Objective: In the entries below, retype every line from the line containing "Identify the position of each instance of the field" through the line containing "[(188, 165), (125, 26)]", both included, without changing anything.

[Given data start]

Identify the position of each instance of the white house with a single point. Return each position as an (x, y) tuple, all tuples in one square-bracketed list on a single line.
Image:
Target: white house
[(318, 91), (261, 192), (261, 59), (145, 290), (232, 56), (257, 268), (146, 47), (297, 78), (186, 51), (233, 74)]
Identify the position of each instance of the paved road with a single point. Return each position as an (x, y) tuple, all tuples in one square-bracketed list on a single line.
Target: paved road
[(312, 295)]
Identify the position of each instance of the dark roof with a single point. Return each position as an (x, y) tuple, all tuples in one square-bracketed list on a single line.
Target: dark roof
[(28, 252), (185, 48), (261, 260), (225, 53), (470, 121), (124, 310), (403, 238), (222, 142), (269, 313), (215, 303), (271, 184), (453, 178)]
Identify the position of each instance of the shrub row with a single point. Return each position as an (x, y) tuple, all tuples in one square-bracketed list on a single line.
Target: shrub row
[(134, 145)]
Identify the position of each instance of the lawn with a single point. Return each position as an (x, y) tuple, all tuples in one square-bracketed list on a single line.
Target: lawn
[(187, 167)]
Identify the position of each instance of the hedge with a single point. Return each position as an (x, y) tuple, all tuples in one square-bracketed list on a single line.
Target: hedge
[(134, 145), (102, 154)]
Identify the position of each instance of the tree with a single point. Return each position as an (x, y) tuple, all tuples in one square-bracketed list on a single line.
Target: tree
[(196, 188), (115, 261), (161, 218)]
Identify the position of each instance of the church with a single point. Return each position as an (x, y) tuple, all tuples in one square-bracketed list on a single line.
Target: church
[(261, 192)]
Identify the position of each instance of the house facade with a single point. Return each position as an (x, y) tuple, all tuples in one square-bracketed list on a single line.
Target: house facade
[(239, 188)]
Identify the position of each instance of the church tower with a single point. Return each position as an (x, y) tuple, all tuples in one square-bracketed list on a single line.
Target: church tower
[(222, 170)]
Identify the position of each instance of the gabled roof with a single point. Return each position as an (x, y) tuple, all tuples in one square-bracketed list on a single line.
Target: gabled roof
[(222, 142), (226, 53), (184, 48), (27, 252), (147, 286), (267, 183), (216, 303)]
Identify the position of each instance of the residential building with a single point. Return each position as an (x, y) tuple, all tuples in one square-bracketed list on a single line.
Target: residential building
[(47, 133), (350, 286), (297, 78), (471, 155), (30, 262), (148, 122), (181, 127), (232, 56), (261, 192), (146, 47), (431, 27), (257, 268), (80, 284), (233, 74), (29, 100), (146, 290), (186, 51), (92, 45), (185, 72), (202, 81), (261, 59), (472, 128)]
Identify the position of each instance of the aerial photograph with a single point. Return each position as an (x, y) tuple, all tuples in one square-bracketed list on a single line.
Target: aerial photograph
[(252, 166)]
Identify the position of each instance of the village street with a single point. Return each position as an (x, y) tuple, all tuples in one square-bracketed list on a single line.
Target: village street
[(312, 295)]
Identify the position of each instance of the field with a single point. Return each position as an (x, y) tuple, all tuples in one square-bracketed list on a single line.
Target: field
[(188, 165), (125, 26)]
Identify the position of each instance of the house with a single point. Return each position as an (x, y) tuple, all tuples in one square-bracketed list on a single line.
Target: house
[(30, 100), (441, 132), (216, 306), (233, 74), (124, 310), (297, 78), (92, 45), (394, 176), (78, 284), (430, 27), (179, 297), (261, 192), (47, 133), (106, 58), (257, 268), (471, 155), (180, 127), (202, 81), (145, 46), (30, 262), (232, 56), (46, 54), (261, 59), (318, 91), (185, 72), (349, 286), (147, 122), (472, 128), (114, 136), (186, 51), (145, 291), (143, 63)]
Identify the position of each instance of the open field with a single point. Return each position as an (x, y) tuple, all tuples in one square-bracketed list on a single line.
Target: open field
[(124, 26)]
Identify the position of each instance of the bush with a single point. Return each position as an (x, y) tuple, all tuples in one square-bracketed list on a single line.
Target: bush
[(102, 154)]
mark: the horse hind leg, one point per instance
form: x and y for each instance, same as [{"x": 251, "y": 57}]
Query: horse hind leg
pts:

[Given data end]
[Given data start]

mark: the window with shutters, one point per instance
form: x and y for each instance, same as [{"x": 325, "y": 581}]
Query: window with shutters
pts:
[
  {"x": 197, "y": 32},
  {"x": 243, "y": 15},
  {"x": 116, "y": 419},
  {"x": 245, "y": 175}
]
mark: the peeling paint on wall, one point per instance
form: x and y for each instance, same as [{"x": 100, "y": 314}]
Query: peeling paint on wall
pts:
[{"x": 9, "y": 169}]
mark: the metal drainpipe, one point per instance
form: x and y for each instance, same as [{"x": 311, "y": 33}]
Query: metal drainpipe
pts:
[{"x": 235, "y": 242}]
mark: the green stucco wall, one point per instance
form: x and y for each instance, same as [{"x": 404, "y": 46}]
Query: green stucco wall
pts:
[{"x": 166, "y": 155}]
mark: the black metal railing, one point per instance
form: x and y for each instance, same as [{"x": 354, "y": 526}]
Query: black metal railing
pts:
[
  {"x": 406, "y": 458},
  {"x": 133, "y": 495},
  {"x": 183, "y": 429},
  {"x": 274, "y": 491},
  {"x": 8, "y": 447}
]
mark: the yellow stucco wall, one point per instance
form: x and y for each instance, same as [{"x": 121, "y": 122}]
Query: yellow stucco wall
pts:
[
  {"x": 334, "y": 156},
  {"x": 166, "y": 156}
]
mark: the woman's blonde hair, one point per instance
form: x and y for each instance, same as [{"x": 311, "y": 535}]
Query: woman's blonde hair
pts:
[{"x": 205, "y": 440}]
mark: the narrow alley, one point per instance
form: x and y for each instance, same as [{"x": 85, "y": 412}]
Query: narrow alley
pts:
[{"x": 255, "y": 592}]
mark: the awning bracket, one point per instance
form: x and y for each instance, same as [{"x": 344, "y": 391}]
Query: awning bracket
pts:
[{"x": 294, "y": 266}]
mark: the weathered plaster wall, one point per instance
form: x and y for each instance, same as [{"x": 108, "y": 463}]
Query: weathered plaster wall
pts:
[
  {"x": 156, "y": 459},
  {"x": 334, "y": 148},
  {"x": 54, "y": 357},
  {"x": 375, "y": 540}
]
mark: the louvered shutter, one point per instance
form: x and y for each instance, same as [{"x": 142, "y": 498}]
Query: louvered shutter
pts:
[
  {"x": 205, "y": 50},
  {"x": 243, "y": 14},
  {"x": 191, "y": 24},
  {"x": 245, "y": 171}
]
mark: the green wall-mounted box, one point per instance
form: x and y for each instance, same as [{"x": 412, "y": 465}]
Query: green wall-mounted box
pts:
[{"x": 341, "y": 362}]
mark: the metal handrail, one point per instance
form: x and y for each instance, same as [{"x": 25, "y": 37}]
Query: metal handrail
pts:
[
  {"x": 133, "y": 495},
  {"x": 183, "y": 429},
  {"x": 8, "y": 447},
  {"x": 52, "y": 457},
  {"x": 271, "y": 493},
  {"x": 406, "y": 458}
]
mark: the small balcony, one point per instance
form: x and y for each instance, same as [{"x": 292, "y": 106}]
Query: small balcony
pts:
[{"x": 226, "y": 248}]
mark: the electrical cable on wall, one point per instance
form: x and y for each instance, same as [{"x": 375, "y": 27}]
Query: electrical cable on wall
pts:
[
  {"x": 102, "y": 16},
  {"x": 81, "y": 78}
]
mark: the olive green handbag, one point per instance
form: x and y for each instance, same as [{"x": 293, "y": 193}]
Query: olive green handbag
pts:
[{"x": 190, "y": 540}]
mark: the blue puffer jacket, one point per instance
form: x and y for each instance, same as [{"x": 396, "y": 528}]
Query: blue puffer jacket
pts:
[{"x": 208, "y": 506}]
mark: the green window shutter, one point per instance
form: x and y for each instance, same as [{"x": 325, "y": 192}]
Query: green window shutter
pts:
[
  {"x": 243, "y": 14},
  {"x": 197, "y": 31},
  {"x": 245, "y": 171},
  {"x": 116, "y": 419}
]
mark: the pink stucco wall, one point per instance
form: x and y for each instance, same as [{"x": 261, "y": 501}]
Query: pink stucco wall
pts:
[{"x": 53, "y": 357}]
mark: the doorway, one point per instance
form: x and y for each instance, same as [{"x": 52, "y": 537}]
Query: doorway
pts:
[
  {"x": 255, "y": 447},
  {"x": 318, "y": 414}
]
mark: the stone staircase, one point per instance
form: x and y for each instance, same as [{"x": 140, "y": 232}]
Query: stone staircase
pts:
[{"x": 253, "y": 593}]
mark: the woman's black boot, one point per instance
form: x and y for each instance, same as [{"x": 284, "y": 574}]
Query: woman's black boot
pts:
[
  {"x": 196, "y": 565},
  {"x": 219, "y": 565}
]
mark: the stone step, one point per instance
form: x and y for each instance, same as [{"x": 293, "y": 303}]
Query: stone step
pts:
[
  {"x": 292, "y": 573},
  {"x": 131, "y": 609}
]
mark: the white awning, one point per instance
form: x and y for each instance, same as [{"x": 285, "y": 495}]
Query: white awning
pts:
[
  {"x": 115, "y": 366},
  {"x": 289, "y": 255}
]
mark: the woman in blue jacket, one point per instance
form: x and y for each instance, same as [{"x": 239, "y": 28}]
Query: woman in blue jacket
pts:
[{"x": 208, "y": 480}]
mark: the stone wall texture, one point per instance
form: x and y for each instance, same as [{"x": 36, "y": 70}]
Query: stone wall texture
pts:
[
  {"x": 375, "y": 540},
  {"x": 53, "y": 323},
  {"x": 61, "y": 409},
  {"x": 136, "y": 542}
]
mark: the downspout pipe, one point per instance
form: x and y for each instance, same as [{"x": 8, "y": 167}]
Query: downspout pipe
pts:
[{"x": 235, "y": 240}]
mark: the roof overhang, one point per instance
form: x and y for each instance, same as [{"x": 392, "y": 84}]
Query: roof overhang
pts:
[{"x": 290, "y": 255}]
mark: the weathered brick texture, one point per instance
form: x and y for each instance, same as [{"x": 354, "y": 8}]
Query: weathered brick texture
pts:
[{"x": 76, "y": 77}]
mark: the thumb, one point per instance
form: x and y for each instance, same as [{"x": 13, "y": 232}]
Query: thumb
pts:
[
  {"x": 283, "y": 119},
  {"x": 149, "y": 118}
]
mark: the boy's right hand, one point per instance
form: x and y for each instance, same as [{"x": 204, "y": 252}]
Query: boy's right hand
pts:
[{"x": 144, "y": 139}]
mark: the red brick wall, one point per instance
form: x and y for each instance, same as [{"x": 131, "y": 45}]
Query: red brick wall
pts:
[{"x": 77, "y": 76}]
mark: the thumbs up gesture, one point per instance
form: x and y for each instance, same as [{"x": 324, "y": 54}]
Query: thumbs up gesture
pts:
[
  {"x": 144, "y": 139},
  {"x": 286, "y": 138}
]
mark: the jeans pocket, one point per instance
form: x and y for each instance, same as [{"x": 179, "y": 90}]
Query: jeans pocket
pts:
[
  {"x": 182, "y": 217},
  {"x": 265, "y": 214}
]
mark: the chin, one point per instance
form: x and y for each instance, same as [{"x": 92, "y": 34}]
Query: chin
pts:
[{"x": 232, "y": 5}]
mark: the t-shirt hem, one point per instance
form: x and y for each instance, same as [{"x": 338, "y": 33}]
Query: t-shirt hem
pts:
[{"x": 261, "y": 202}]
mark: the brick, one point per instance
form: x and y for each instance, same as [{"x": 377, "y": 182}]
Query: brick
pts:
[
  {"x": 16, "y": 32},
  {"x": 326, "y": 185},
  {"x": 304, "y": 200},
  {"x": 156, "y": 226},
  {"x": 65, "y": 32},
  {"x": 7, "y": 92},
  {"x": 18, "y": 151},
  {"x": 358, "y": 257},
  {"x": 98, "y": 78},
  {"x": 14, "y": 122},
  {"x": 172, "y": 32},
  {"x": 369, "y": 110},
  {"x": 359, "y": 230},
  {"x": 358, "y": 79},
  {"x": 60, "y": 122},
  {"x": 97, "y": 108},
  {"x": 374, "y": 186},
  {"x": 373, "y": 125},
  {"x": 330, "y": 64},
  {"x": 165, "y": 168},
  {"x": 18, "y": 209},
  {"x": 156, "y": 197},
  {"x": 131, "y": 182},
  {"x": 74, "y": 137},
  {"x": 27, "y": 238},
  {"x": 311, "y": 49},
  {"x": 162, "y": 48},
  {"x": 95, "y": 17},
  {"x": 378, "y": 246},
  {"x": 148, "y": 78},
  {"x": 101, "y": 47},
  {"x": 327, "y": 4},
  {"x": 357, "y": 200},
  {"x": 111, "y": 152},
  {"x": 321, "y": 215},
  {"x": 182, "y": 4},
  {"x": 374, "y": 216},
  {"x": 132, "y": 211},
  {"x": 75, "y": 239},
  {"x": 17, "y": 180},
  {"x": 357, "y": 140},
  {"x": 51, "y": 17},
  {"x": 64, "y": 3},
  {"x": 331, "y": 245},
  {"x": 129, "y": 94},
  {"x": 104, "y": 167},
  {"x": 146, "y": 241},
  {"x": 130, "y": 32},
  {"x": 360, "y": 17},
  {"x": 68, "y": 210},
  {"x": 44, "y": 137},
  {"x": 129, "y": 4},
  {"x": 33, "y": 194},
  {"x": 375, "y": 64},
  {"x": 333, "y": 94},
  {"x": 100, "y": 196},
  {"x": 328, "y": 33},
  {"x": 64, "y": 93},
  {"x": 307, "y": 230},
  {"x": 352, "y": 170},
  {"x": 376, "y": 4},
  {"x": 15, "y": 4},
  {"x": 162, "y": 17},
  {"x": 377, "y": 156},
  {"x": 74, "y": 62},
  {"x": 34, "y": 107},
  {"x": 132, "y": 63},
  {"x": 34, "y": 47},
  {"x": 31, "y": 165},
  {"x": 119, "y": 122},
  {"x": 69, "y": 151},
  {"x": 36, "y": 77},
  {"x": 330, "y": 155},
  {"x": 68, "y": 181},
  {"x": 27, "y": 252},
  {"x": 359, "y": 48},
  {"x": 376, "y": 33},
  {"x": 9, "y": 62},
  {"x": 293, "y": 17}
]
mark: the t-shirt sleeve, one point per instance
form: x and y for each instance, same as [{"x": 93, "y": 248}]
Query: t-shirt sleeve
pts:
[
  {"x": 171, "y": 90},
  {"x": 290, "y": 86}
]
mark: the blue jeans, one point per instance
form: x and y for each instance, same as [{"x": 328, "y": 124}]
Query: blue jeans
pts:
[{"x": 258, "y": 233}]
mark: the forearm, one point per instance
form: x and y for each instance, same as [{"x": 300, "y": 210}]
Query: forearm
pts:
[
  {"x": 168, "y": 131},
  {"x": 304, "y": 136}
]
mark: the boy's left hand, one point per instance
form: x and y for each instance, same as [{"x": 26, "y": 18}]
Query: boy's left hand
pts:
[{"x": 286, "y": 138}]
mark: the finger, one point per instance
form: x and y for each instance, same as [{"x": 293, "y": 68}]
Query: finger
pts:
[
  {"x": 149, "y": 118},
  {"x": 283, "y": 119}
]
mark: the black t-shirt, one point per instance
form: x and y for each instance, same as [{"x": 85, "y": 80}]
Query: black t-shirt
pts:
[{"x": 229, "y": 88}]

[Given data end]

Solution:
Identify the position of each instance of the field with a single point. Return each position as an (x, y) tuple, all tuples in one square-bracketed list on a single line.
Target: field
[(188, 165), (125, 26)]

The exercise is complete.